#### Travail à faire:
a) Réécrivez sous forme de liste le paragraphe du texte sur la résistance palestinienne qui commence par « Tous les mouvements de résistances », en conservant ses faits principaux.
b) Poursuivez le texte sur la résistance palestinienne à partir de sa dernière phrase.

#### Texte:
----

Il est temps de reconnaître le droit des Palestiniens à la résistance
L’humanité libre, celle du bon côté de l’histoire, se doit de sauter le pas et de se dire que des Guy Moquet, des Ho Chi Minh, des Jean Moulin, des Mandela, des Sophie Sholl, des Geronimo ou encore des Malcom X auraient pu être des Palestiniens nés à Rafah, Jénine, ou Khan Younes.
Olfa Rhymy Abdelwahed *

Je regarde ces océans d’âmes qui manifestent pour la Palestine et je me rends compte que l’humanité fait volte-face. Ce n’était pas tôt. C’est peut-être même tard, mais c’est au cœur même de la tragédie. Le soubresaut tardif sans grand recours.
Les enfants brûlés vifs dans les camps de réfugiés ne seront jamais repêchés. Ils partiront en murmuration de fumée sans avoir compris leur méfait.
L’humanité, en tout cas une grande partie, a l’air de chercher à se rattraper, sauf que le rattrapage réel doit passer pour une redéfinition et une approche nouvelle de la résistance. On ne peut pas marcher pour la paix, contre l’extermination d’un peuple et la solution finale proposée tout en restant dubitatif par rapport à sa résistance.
La résistance à l’occupation étrangère est un droit inaliénable
On ne peut pas continuer dans l’hypocrisie à soutenir le droit à la vie, à la survie, en taxant de terroristes les résistants touchés dans leur peuple, leur vie et leur sang.
On ne peut pas continuer dans la duplicité fourbe de nier à ce peuple meurtri le droit de se défendre avec les moyens de bord.
On ne peut pas continuer à clamer le droit à la vie en contournant le droit à s’y agripper.
Une intelligence supérieure pourrait peut-être nous dire comment un peuple peut aspirer à la liberté sans déployer des moyens. Des moyens de bord. Primitifs, dérisoires et désespérés.
Pourquoi nier aux Palestiniens ce qu’on a reconnu aux autres et revendiqué pour soi?
Tous les mouvements de résistances à travers l’histoire ont eu leur part de glorification et de gloire. Les maquisards français, les partisans italiens, l’Armia Krajoa polonaise, l’Elas grecque, La Rose blanche allemande, les Moudjahidines algériens, les Fellagas tunisiens et toutes les résistances à travers le monde et l’histoire ont eu leur part de reconnaissance et de réhabilitation.

----

#### Informations fournies:
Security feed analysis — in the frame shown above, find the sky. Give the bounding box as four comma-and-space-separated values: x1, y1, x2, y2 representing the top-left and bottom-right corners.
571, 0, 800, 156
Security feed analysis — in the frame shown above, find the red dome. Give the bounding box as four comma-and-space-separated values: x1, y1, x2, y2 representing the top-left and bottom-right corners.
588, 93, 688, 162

----

#### Réponses par tâche:
a)
À travers l'histoire, tous les mouvements de résistance ont été glorifiés, reconnus et réhabilités, notamment :
- les maquisards français ;
- les partisans italiens ;
- l'Armia Krajoa polonaise ;
- l'Elas grecque ;
- la Rose blanche allemande ;
- les Moudjahidines algériens ;
- les Fellagas tunisiens.

b)
La résistance palestinienne, elle, «jouit» d’un autre statut. Un statut imposé par ce désir enfoui de se débarrasser du fardeau de culpabilité vis-à-vis du peuple juif. Tout ce qui touche à leur «droit» d’y être et d’y rester est du terrorisme pur jus. Tout ce qui touche à leur narrative est antisémite, révisionniste, négationniste, terroriste…
L’anathématisation de la résistance palestinienne
Toutes les résistances palestiniennes depuis la Déclaration de Balfour, s’opposant au projet sioniste pendant le mandat britannique et sa figure emblématique Ezzedine Al Qassam, en passant par la résistance d’après la Nakba et la formation de groupes de Fedayines, la création de l’OLP, la bataille Al-Karamah, le Septembre noir, la Guerre du Liban, les Intifada, la naissance du Hamas, la résistance politique et diplomatique après les accords d’Oslo, et la résistance culturelle jusqu’à l’époque actuelle sont toutes marquées au fer rouge du terrorisme – mot magique qui fera de vous instantanément un ennemi de la liberté, de la démocratie, de la justice et de la vie. Il a fallu un 11-Septembre pour enfoncer le clou au cœur de la résistance surtout si elle puise sa force et son engagement dans le background religieux, parmi les rares à pouvoir fédérer, souffler la force et le courage de résister inspirés des références religieuses.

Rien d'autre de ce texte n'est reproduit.